**What is needed**
In the data that follows, find the line containing "Note: one point per instance of the blue face"; then quote that line and every line after it, exactly, through the last one.
* Start Information supplied *
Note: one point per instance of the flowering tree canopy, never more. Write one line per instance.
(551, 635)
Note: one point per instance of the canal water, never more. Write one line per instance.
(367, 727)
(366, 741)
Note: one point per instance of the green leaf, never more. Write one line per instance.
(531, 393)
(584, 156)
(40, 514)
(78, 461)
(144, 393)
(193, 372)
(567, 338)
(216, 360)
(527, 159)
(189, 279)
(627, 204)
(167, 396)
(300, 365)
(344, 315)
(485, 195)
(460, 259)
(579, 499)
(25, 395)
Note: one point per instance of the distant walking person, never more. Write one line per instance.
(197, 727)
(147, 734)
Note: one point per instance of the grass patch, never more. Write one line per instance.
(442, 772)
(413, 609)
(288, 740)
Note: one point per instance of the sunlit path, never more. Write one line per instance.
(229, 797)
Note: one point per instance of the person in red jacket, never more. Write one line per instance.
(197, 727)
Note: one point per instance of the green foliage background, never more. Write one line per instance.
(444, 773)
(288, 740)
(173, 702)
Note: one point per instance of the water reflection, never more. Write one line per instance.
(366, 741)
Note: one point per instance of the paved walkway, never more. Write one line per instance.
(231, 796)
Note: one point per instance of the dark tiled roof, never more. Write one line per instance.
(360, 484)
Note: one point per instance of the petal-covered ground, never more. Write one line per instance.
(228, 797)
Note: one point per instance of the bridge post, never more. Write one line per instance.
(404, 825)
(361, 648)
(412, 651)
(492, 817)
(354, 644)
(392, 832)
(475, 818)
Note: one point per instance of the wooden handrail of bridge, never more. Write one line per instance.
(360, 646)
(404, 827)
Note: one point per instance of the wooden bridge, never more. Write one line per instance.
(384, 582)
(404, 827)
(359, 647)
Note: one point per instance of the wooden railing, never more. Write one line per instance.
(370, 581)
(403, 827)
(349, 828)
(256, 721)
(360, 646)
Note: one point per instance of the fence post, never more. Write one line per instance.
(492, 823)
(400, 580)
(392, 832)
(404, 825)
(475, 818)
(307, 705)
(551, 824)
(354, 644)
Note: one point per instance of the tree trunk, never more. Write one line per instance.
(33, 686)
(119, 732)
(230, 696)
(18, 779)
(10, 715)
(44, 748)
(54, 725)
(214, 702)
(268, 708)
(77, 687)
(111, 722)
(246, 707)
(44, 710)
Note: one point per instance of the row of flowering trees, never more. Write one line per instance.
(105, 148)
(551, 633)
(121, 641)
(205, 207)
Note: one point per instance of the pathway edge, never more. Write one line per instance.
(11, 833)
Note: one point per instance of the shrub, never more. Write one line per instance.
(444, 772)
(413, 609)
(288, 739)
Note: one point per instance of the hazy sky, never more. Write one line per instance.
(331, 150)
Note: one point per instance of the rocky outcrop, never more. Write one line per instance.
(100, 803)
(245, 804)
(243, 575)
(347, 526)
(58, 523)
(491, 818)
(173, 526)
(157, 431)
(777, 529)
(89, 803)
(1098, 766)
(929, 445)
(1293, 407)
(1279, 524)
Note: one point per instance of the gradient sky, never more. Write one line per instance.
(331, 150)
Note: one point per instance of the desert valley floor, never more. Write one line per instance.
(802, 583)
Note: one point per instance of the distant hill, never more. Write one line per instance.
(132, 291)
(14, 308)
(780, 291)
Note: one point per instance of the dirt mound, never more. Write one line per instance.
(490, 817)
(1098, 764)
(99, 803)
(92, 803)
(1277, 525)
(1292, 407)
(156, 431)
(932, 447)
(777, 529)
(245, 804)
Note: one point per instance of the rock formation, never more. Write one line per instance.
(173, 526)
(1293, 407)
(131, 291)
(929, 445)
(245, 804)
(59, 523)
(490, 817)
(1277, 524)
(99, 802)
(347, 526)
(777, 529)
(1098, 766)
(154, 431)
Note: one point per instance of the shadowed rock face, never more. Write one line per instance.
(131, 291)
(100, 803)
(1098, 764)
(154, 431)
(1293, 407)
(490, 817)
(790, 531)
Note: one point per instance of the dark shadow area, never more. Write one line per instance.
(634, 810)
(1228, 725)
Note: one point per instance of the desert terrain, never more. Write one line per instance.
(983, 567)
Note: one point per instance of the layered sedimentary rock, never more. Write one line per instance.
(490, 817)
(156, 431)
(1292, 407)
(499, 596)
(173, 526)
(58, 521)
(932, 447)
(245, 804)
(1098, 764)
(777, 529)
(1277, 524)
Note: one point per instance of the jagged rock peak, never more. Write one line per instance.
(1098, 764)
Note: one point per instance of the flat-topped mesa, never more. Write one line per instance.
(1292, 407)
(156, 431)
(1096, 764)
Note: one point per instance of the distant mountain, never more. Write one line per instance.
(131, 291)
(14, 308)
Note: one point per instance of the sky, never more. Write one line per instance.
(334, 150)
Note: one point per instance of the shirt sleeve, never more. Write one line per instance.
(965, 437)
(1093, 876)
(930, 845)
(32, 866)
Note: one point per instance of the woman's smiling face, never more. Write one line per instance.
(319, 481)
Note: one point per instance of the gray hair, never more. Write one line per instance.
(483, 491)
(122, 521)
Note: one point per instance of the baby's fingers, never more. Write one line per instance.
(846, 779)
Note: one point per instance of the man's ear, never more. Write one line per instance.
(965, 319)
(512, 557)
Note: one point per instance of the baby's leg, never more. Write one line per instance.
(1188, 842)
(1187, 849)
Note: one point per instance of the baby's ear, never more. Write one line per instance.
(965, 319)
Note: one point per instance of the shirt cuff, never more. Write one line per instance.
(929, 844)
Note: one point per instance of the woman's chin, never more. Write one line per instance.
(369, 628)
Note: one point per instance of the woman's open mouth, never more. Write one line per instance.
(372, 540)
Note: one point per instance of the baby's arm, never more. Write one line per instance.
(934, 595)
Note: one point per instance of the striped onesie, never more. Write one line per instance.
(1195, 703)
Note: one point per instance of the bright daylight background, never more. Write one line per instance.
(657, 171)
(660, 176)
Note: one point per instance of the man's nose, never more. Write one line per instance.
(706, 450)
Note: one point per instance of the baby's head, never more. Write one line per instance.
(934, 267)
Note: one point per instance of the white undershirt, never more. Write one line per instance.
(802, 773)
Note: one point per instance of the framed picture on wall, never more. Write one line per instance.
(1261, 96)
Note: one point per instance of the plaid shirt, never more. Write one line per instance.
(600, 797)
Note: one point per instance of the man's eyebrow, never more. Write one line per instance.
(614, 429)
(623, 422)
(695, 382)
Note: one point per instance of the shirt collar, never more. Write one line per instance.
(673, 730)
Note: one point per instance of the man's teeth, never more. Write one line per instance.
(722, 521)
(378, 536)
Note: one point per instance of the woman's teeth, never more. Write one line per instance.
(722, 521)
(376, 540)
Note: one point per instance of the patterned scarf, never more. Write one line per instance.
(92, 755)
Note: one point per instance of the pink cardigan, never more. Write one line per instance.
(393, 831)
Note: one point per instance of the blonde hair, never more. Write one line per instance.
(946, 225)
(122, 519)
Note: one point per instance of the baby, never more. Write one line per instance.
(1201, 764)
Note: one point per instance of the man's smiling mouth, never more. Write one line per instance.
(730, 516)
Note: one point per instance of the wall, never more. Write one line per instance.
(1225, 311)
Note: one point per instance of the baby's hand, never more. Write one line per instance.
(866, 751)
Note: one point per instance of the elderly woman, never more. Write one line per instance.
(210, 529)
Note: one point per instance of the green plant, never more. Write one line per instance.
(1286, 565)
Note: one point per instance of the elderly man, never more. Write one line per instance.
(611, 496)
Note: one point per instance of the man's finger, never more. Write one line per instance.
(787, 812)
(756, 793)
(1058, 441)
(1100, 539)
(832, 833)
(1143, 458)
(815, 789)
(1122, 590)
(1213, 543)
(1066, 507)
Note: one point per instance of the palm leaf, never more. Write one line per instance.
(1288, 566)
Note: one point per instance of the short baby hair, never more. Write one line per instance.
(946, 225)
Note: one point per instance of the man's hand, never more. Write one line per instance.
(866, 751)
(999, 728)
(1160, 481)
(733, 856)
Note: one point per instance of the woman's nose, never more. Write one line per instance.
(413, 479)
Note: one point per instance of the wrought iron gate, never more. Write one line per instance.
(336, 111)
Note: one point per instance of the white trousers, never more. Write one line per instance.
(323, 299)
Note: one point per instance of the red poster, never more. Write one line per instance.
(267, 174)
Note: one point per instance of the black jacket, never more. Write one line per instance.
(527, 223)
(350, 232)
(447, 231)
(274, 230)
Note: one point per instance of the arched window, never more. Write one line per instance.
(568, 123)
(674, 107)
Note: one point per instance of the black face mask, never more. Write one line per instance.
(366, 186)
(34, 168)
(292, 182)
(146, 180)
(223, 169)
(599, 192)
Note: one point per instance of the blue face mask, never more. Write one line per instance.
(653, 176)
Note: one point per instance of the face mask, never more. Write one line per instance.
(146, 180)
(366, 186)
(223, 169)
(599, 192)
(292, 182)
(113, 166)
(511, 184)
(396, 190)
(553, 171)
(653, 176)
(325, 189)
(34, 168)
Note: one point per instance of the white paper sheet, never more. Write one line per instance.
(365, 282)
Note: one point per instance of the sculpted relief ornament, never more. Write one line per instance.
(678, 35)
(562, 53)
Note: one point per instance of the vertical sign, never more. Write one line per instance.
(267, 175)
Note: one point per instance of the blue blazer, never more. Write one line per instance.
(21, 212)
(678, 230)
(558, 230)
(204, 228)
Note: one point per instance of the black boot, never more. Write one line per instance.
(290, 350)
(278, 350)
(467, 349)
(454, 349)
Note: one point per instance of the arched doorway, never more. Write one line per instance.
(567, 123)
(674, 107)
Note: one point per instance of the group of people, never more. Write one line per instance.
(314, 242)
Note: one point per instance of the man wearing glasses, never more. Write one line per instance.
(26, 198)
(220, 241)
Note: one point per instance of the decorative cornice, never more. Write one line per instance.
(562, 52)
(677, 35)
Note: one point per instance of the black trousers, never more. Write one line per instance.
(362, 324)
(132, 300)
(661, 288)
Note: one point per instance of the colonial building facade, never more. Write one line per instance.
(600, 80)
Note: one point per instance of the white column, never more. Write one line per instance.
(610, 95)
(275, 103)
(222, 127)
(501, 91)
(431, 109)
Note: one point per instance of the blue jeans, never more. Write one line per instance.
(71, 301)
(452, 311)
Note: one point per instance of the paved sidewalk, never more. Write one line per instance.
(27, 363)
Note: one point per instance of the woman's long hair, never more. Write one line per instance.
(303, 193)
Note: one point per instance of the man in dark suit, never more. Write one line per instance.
* End Information supplied *
**Answer in full**
Note: one point per instance of the blue face mask, never more. Write one line per instance.
(653, 176)
Note: one point per instance of the face mask, never more. Write one line per instance.
(146, 180)
(366, 186)
(223, 169)
(599, 192)
(292, 182)
(113, 166)
(511, 184)
(396, 190)
(553, 171)
(653, 176)
(325, 189)
(34, 168)
Note: one point per instance of the white paper sheet, never more. Write one line per instance.
(365, 282)
Note: one point per instance of the sculpted relief ornament, never more. Write one line per instance.
(678, 35)
(562, 53)
Note: one point per instance of the vertical sign, never more. Write one line per instance.
(267, 175)
Note: one point per instance of the blue blazer, never more. Write one line per instance.
(21, 212)
(678, 230)
(558, 230)
(204, 228)
Note: one point per instance of the black boot, never more. Write one line per instance.
(290, 350)
(278, 350)
(467, 349)
(454, 349)
Note: one point per instance of the arched doorway, never more. Write one line per instance.
(567, 123)
(674, 107)
Note: one point per instance of the group of people, never more. Write one line per instance.
(314, 242)
Note: one point per instance of the man wearing glasses, never more. Write one line per instance.
(26, 198)
(220, 241)
Note: one point per instance of the decorative cornice, never more. Write one line per instance.
(562, 52)
(677, 35)
Note: one point per instance of the black trousers, never more. Write one line per instance.
(362, 324)
(132, 300)
(661, 288)
Note: one point per instance of the colonial building facade, never more. Write one line per instance.
(600, 80)
Note: one point per instance of the white column, never more. Write one line per instance.
(610, 95)
(275, 103)
(222, 127)
(501, 91)
(431, 109)
Note: one point per instance of the blue jeans, never more. Write one line per instance.
(71, 301)
(452, 311)
Note: one point per instance of the paved sidewalk, never more. Write one line per instance.
(27, 363)
Note: one point per instance of the woman's long hair, never more. Write one line per instance.
(303, 193)
Note: one point per instance of the man in dark suit, never more. Write one line per instance.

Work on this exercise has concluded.